== THE PROBLEM ==
Please rewrite the records from the line with "of the gray" through the end, swapping "pickup truck" for "pickup" and leaving everything else unchanged.

== MATERIAL SUPPLIED ==
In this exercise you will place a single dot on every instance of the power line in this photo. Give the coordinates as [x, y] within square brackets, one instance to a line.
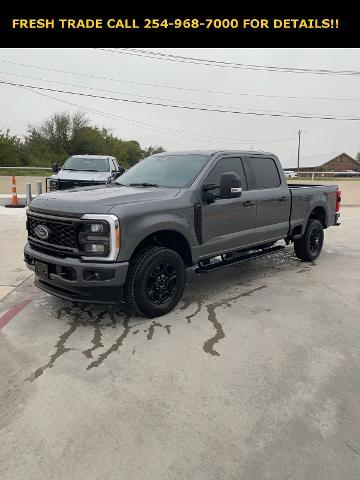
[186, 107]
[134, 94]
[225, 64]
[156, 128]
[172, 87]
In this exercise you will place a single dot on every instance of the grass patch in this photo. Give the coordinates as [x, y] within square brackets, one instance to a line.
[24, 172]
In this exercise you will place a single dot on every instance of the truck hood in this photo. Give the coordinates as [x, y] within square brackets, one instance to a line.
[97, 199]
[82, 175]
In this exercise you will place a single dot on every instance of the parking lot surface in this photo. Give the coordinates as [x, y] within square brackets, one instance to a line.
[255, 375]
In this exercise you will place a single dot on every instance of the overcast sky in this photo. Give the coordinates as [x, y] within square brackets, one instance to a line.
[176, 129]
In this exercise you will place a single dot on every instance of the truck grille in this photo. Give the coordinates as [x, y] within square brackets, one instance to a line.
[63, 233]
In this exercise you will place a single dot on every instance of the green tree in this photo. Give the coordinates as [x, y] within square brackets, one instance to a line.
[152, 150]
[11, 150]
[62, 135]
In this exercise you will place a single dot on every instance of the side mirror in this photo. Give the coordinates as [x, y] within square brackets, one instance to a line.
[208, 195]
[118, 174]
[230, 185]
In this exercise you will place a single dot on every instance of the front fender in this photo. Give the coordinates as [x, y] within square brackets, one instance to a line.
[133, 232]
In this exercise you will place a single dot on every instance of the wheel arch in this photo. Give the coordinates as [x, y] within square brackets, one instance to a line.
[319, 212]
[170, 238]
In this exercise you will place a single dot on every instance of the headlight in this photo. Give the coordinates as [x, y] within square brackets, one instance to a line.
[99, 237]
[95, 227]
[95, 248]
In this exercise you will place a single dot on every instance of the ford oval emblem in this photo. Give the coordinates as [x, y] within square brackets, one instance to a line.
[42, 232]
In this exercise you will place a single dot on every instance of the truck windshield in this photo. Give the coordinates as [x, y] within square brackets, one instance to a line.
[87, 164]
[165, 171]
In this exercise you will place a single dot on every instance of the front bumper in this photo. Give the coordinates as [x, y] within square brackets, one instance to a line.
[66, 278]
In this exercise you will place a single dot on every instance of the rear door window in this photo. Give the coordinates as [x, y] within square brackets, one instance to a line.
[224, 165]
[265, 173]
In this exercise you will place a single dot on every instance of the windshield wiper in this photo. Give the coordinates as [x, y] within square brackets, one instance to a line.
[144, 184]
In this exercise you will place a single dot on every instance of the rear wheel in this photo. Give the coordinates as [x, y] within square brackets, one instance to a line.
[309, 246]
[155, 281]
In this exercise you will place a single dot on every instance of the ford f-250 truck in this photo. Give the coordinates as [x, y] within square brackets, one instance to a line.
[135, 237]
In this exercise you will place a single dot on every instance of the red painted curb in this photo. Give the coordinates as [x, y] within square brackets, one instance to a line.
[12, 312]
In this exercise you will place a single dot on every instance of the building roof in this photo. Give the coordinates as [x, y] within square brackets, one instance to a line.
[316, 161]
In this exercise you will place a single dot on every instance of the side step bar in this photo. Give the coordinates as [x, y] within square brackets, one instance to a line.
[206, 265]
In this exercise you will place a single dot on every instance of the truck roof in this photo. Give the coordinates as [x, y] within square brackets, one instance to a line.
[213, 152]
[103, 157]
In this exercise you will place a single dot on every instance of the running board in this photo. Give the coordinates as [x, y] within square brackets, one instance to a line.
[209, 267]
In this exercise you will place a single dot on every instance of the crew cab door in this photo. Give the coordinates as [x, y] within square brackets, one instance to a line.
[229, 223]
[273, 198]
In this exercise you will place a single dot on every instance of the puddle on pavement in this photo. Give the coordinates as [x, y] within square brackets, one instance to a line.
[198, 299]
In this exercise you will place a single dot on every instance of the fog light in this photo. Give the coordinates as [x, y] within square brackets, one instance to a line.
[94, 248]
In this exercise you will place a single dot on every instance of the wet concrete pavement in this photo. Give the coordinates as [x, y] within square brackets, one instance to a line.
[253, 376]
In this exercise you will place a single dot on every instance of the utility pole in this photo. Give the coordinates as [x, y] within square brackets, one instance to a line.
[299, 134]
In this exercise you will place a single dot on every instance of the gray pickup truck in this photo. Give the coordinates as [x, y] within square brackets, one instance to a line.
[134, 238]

== FULL RESPONSE ==
In this exercise you will place a single dot on every instance of the gray pickup in this photo. Give the coordinates as [x, y] within square brackets, one instance to a line.
[134, 238]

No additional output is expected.